Problem statement:
The listing that follows should be reproduced exactly, line for line.

Source data:
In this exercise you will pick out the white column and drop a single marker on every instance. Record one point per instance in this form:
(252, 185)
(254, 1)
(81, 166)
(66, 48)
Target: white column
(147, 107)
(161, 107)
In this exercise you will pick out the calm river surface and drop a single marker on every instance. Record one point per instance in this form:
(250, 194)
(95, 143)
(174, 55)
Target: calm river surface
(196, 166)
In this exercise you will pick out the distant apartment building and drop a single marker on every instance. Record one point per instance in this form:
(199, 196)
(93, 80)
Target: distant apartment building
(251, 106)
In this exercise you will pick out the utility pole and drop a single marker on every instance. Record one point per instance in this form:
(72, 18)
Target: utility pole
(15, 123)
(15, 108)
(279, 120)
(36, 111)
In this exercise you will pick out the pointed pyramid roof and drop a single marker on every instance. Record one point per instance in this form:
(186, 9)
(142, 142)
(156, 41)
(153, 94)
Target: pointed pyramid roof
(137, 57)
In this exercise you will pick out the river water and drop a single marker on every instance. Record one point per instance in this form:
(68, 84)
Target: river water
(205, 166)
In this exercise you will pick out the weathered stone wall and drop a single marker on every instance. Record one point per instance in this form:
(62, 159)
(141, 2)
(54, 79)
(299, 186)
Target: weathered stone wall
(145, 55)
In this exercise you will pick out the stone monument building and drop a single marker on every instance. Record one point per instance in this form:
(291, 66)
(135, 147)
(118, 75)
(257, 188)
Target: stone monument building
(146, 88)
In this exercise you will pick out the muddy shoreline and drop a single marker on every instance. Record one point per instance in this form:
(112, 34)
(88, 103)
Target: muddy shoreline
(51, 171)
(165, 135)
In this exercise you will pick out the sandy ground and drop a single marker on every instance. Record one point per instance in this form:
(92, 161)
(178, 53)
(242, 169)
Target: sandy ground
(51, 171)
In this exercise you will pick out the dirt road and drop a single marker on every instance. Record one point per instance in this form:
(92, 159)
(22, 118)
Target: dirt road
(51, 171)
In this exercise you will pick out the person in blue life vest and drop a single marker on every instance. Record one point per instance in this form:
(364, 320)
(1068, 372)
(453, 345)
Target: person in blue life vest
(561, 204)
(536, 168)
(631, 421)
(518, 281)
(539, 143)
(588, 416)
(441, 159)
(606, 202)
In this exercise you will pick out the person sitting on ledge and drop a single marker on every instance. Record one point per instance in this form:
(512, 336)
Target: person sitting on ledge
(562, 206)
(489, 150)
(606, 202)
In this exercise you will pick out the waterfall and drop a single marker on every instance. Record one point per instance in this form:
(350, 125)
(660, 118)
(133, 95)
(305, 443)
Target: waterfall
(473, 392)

Task answer:
In this exercise you will pick out the white column and drop a single marker on every instance. Record one point per instance in this form:
(252, 185)
(254, 1)
(81, 166)
(66, 48)
Target: white column
(147, 107)
(161, 107)
In this exercise you will pick out the calm river surface and drop a single marker on every instance. Record one point per instance in this form:
(250, 194)
(95, 143)
(174, 55)
Target: calm river surface
(196, 166)
In this exercise you will pick out the distant apartment building and drop a single marker on every instance. Record one point per instance in this form:
(199, 196)
(93, 80)
Target: distant apartment building
(251, 106)
In this exercise you will pick out the utility pole and drop a single marker on every instance. Record one point per instance in this form:
(72, 18)
Target: utility pole
(15, 123)
(15, 108)
(279, 120)
(36, 111)
In this exercise you will pick out the pointed pyramid roof and drop a single marker on every instance. Record one point per instance in this form:
(186, 9)
(142, 142)
(156, 41)
(153, 94)
Target: pointed pyramid roof
(137, 57)
In this exercise you will pick out the river water and drop a single marker on every instance. Record one point per instance in this form:
(68, 84)
Target: river water
(205, 166)
In this exercise you will pick out the weathered stone wall and drop a single marker on every instance. Record one point per instance in this form:
(62, 159)
(141, 2)
(54, 79)
(299, 186)
Target: weathered stone wall
(145, 55)
In this exercise you will pick out the stone monument building and drop a single marker on every instance. Record one point per instance in this form:
(291, 66)
(135, 147)
(118, 75)
(257, 188)
Target: stone monument building
(146, 88)
In this exercise you will pick out the muddy shoreline and drop a single marker on every instance. Record one point per instance in this form:
(112, 34)
(88, 103)
Target: muddy shoreline
(51, 171)
(165, 135)
In this exercise you will pick out the sandy ground and drop a single marker on every instance. Record one point per instance in this form:
(92, 161)
(178, 53)
(242, 169)
Target: sandy ground
(51, 171)
In this exercise you will pick out the dirt road and drop a single marker on every instance. Record one point per instance in this form:
(92, 159)
(22, 118)
Target: dirt road
(51, 171)
In this exercise you will pick out the person in blue life vest and drop a single marker on every instance. Record one point per instance in this form:
(364, 320)
(1068, 372)
(453, 345)
Target: person in blue life vest
(561, 204)
(536, 168)
(631, 421)
(518, 281)
(539, 143)
(588, 416)
(441, 159)
(606, 202)
In this exercise you will pick out the person sitting on ledge and drop a single marker on every instance. Record one point per instance in this form:
(512, 336)
Target: person sitting on ledge
(562, 206)
(489, 150)
(606, 202)
In this exercise you will pick out the waterfall and drop a single marker on every instance. Record one point per instance in this form:
(350, 125)
(660, 118)
(133, 95)
(305, 443)
Target: waterfall
(473, 392)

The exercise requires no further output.